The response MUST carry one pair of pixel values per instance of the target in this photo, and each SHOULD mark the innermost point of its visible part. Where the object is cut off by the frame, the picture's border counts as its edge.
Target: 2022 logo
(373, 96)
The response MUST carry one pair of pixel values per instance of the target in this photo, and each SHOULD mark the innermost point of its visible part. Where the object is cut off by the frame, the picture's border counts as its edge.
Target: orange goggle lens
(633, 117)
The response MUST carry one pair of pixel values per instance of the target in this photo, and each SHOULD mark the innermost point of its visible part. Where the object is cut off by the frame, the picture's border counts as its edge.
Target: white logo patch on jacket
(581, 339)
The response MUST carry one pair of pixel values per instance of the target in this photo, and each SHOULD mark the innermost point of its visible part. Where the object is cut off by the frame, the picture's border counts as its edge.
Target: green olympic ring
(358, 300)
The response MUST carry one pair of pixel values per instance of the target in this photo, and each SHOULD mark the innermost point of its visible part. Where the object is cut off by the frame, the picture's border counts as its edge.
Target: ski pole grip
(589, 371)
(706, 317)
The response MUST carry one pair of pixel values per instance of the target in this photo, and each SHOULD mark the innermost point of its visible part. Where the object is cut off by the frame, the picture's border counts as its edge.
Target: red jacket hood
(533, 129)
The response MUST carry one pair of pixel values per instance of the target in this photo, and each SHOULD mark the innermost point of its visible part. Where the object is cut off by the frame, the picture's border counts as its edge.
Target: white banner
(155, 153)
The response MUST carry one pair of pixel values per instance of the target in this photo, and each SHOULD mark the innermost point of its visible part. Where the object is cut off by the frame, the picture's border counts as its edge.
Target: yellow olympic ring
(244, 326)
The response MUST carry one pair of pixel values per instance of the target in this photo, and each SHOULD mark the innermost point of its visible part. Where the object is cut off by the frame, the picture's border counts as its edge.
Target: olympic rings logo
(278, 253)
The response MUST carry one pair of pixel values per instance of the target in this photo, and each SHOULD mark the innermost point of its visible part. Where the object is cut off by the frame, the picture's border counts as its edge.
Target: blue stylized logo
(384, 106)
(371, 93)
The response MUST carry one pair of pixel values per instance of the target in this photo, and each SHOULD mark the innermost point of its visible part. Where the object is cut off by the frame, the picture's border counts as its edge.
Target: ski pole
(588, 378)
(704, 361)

### Exercise task
Collect every line of the data above that contains the word "jacket", and copy each one in full. Count a match only when the letter case is the same.

### Expected answer
Target: white logo patch on jacket
Target: red jacket hood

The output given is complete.